>>>>

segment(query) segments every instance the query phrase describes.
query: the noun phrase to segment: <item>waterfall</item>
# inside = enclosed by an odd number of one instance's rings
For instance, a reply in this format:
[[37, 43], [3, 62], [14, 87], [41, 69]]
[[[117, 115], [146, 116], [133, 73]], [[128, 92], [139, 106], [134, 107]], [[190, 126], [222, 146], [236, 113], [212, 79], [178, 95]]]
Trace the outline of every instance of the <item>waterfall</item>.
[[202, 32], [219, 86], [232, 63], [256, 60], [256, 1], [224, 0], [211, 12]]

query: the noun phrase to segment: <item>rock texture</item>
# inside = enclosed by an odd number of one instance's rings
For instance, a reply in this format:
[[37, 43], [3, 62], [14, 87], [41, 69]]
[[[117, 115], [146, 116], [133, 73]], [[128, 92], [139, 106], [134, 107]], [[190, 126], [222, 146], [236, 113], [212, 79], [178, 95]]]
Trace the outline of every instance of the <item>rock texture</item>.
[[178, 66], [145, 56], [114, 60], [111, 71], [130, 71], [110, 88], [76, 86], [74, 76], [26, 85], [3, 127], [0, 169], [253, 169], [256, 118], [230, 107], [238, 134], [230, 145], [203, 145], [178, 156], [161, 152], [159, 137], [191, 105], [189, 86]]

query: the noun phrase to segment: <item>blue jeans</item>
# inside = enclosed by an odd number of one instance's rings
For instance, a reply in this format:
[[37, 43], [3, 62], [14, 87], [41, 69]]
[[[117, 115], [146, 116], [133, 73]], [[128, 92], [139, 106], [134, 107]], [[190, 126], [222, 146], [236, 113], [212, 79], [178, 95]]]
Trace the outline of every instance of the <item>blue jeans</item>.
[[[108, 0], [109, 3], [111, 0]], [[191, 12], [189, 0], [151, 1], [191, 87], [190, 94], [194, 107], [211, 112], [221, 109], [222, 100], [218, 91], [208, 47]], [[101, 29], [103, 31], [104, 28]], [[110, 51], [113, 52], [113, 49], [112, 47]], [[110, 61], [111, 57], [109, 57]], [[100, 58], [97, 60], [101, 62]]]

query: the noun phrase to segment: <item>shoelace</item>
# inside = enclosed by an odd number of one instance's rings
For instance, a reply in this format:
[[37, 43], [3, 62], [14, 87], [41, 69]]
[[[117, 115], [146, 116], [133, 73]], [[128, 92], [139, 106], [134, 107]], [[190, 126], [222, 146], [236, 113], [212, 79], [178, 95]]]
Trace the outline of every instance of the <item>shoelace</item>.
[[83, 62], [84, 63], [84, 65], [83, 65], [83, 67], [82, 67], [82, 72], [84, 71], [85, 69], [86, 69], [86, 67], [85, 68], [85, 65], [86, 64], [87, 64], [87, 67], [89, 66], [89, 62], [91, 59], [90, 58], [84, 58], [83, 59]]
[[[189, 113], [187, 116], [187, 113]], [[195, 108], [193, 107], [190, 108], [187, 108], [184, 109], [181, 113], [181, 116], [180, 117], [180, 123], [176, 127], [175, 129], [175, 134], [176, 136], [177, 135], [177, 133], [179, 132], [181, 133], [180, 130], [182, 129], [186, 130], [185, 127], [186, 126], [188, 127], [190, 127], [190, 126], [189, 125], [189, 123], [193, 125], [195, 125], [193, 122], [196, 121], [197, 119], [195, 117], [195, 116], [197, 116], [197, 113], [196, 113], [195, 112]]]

<<<<

**Objective**
Locate each line above that contains the string "waterfall", and copy those lines in full.

**Answer in full**
query: the noun phrase to segment: <item>waterfall</item>
Trace the outline of every instance of the <item>waterfall</item>.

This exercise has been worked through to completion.